> _Written exercise 1_:
Answer the following from the thread:
(a) Which engine runs on the same layout without any problems, according to the first post?
(b) What does the second post by stevedenver say about play in the drive?
(c) Which engine does Dan Pierce name as his worst?
> _Written exercise 2_:
Update the thread starting at "Maybe you should" and ending at "to try out.", putting "sharpest" in place of "tightest".

> _Text_:

┄┄┄┄┄┄

# lgb 2018d derailing



## rizz18 (Dec 23, 2011)

hi all,, my 2018d will run fine for a while then out of the blue she will she will derail. she seems to lean on the curves and the wheels will lift off the track.it also seems to me the wheels have a bit of play, not sure if thats normal. my 2017d runs fine on the same layout without any problems. i'm hoping to solve this fustrating problem. happy holidays to all,,,ronnie


----------



## stevedenver (Jan 6, 2008)

im guessing she climbs one rail


----------



## stevedenver (Jan 6, 2008)

chekc the skates that they are not hangin, play in the drive is normal


----------



## Tom Parkins (Jan 2, 2008)

Maybe you should check the skates.


----------



## Dave Meashey (Jan 2, 2008)

AND the MLS Multiple Post Glitch strikes again! 

The Moguls should not have an adversion to even the tightest LGB curves. Does it always derail at the same spot? Could one or more sections of track have a verticle mismatch? (That is: perhaps the rail joiner allowed the foot of the opposite rail to ride up instead of sliding into it.) Just some additional suggestions to try out. 

Yours, 
David Meashey


----------



## Axel Tillmann (Jan 10, 2008)

Many reasons can lead to this:

If you have a defective gear or the side to side play of the gear internally leads to skipping a tooth, you could have driving problems. 
If the center axle's left to right movement is impacted, this could lead to difficulties
Check the gauge(inside wheel to insde wheel of all three axles and compare them with your other engine
Last not least you might have borderline warped track and the toleraqnces in one engine are less prone in thaqt section to derail than another engine.

I assume this is a cruve in which it is happening?


----------



## Dan Pierce (Jan 2, 2008)

The more axles an engine has or longer wheel base, the better the track must be level/even on both sides. My worst engine is the Aristo RDC. Finds uneven track real quick!! 

I find that the LGB 2 axle equipment runs with no issues on uneven track.


----------

┄┄┄┄┄┄

> _Stored rows_:
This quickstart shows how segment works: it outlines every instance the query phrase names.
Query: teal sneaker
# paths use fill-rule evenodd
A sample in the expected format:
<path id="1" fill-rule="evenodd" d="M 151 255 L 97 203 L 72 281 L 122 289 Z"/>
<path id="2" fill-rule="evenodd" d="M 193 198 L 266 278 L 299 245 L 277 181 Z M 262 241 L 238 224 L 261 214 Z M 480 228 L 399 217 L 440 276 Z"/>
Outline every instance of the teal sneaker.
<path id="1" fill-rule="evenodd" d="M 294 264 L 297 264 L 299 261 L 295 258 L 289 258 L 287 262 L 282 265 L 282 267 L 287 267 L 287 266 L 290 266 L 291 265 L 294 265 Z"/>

┄┄┄┄┄┄

> _Response 1_:
(a) The 2017d.
(b) Play in the drive is normal.
(c) The Aristo RDC.

> _Response 2_:
Maybe you should check the skates.


----------



## Dave Meashey (Jan 2, 2008)

AND the MLS Multiple Post Glitch strikes again! 

The Moguls should not have an adversion to even the sharpest LGB curves. Does it always derail at the same spot? Could one or more sections of track have a verticle mismatch? (That is: perhaps the rail joiner allowed the foot of the opposite rail to ride up instead of sliding into it.) Just some additional suggestions to try out.